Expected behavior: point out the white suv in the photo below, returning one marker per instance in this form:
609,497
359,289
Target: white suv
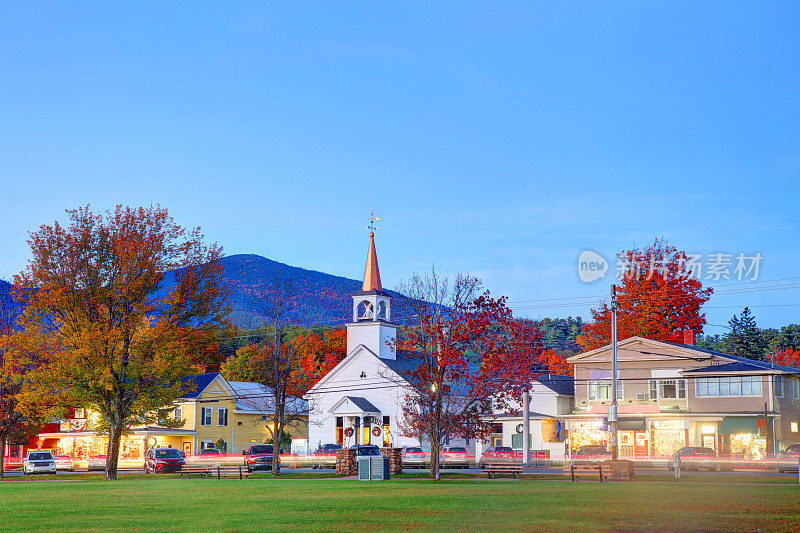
38,462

═══

Required task:
Convert the rows above into a JSON list of strings, one string per line, with blank lines and the pictures left out.

Output of the exercise:
[
  "Expected behavior: point out the white suv in the photo below, returning one marker per instance in this form:",
  "609,497",
  "359,289",
  "Target: white suv",
  "38,462"
]